::: PROVIDED RECORDS :::

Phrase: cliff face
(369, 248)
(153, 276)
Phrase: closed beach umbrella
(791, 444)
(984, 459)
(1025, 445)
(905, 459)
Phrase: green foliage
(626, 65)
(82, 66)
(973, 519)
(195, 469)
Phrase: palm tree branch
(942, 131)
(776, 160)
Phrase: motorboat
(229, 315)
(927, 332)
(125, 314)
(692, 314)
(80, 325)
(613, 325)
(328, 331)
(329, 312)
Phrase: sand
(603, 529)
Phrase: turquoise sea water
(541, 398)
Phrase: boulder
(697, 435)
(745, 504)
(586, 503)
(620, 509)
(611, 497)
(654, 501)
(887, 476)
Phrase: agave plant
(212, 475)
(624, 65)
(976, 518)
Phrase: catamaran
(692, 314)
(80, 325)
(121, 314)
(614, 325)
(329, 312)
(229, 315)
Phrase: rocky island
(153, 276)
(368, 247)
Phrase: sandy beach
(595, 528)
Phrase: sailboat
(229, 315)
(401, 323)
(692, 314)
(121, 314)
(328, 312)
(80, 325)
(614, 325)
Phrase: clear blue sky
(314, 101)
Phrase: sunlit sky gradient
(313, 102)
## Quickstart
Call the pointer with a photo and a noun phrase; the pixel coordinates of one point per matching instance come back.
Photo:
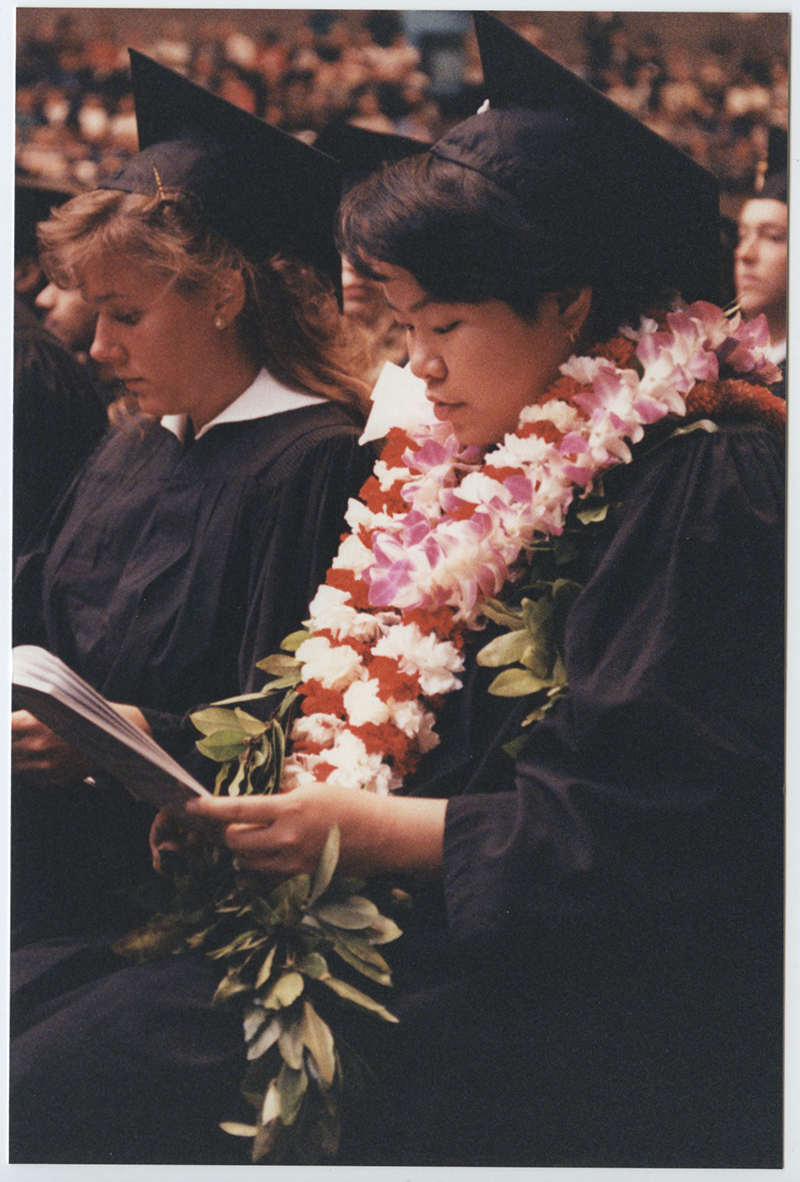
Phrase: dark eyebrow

:::

**THE PROBLEM:** Reproduce all the records verbatim, excluding images.

**RESULT OF THE EXERCISE:**
Phrase: cliff face
(369, 248)
(153, 276)
Phrase: closed beach umbrella
(791, 444)
(984, 459)
(1025, 445)
(905, 459)
Phrase: green foliage
(626, 65)
(82, 66)
(973, 519)
(195, 469)
Phrase: palm tree branch
(942, 131)
(776, 160)
Phrase: motorboat
(229, 315)
(927, 332)
(125, 314)
(692, 314)
(80, 325)
(613, 325)
(328, 331)
(329, 312)
Phrase: sand
(603, 529)
Phrase: turquoise sea water
(541, 398)
Phrase: boulder
(697, 435)
(745, 504)
(586, 503)
(620, 509)
(611, 497)
(654, 501)
(887, 476)
Phrase: agave plant
(212, 475)
(624, 65)
(976, 518)
Phrase: catamaran
(692, 314)
(80, 325)
(121, 314)
(614, 325)
(329, 312)
(229, 315)
Phrase: rocky island
(153, 276)
(368, 247)
Phrase: sandy beach
(595, 528)
Phrase: sailboat
(229, 315)
(401, 323)
(692, 314)
(121, 314)
(328, 312)
(80, 325)
(614, 325)
Phrase: clear blue sky
(314, 101)
Phrase: sunlit sky gradient
(313, 102)
## Quickstart
Call the pointer with a photo and a noun phrase; the pixel coordinates of one point per matching instance come back.
Photo:
Phrase: dark eyebrow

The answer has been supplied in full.